## What to do
Reproduce the records below exactly as they appear, from the very beginning through the line with "0, 0, 600, 413", including that line.

* * * *

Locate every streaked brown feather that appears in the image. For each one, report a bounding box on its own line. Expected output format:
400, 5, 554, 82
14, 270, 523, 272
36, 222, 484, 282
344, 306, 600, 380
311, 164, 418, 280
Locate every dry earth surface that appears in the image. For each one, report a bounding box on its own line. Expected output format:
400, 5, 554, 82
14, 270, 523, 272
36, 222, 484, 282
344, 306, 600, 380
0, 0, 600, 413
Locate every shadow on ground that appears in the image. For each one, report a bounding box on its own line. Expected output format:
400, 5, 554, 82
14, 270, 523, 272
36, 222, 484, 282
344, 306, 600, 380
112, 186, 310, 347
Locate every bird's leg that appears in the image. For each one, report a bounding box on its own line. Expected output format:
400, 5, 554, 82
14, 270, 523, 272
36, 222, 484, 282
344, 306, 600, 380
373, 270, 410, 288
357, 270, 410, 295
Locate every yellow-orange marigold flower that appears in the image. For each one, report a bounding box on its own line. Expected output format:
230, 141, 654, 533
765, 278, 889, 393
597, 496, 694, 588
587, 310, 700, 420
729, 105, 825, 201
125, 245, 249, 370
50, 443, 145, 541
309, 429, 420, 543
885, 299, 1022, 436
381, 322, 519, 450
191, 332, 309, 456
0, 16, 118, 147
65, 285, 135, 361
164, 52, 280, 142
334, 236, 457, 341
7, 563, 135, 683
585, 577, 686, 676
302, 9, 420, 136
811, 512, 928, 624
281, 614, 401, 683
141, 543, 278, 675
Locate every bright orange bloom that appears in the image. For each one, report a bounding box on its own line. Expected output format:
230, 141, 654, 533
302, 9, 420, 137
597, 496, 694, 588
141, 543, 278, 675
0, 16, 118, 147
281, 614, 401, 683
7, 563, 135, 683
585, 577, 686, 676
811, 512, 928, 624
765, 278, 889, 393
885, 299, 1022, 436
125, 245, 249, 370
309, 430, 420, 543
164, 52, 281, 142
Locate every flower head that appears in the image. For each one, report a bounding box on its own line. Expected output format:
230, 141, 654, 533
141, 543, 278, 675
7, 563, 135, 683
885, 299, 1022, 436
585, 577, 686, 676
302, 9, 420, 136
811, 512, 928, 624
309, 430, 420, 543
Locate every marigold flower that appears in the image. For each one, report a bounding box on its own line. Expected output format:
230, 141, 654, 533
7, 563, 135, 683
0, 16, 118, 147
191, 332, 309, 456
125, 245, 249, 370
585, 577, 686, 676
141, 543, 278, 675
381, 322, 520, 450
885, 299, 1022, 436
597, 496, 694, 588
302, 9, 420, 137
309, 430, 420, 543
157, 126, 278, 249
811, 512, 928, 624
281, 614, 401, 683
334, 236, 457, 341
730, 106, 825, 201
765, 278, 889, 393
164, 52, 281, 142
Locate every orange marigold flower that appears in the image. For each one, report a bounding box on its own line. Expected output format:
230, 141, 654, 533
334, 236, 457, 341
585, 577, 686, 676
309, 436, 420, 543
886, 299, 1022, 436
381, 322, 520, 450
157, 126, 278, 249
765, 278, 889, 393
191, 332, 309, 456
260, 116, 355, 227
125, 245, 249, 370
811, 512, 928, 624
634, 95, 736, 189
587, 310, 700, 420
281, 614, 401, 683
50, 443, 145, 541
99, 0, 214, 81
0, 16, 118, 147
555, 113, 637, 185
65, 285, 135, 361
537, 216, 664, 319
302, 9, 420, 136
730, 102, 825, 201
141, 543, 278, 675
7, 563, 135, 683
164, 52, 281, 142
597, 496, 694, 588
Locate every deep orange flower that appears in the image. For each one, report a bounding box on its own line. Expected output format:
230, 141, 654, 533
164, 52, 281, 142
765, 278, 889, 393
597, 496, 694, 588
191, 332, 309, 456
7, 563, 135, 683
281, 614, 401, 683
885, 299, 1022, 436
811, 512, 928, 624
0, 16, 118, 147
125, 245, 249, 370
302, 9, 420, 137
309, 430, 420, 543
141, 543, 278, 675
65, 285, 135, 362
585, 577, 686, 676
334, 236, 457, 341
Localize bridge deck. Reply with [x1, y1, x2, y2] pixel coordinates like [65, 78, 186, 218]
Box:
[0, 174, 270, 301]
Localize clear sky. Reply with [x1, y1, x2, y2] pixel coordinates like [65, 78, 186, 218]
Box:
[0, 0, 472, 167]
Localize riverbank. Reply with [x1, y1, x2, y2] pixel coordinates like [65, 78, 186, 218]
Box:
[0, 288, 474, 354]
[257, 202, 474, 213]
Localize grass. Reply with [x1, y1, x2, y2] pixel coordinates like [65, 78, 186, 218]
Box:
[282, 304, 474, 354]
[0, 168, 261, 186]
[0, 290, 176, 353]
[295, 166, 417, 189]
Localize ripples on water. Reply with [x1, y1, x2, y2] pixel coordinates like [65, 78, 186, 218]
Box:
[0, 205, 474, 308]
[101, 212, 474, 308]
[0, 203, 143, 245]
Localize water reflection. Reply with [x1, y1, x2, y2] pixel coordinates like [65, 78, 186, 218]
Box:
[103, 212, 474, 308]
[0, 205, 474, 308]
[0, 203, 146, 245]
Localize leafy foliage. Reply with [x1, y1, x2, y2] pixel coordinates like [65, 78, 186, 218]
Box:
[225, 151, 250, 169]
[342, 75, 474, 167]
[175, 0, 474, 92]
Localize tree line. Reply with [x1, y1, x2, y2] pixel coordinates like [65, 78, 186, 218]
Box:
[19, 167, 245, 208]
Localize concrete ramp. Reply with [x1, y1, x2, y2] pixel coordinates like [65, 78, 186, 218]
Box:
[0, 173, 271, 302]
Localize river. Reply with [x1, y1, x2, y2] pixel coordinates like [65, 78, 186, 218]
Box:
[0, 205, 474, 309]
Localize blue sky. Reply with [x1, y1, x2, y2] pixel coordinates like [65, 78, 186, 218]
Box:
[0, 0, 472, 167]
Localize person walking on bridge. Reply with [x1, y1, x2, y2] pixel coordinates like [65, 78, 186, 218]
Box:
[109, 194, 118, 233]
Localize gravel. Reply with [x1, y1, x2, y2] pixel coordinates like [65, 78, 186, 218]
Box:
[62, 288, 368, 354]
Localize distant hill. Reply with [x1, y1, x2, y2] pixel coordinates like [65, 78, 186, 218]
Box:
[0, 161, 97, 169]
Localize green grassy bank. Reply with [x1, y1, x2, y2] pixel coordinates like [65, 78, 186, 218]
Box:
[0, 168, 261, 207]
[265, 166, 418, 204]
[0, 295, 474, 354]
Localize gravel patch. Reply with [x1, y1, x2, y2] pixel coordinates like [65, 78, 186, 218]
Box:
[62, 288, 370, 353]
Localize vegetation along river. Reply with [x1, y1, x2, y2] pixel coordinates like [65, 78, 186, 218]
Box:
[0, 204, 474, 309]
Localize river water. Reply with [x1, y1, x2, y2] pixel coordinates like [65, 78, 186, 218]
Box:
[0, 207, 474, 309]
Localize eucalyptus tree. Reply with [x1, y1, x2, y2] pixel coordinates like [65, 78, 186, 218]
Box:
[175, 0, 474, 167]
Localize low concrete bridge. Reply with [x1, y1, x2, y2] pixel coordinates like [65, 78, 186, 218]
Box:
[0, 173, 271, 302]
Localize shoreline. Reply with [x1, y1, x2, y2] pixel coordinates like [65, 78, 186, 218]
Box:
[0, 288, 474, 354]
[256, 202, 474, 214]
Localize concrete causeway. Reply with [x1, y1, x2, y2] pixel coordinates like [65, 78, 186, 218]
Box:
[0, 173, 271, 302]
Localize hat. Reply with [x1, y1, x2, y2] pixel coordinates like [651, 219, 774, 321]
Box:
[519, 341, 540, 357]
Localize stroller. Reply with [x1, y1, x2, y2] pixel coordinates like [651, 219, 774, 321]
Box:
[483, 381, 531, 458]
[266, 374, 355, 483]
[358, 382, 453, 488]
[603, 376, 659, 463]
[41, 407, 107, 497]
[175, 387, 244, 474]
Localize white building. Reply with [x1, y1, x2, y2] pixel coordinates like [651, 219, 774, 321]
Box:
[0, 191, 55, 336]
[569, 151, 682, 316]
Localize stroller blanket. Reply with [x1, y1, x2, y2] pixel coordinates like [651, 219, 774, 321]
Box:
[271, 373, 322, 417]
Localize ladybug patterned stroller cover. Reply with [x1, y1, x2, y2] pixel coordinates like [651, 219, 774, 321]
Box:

* * * *

## Worked answer
Locate every streaked brown feather that appears in the image. For each one, report a bounding box on its own line. Expected output format:
400, 5, 554, 82
14, 270, 523, 272
36, 222, 484, 282
344, 306, 600, 380
311, 164, 418, 280
Locate every dry earth surface that appears in the image. For each one, report a bounding box on its own line. Expected output format:
400, 5, 554, 82
14, 270, 523, 272
36, 222, 484, 282
344, 306, 600, 380
0, 0, 600, 413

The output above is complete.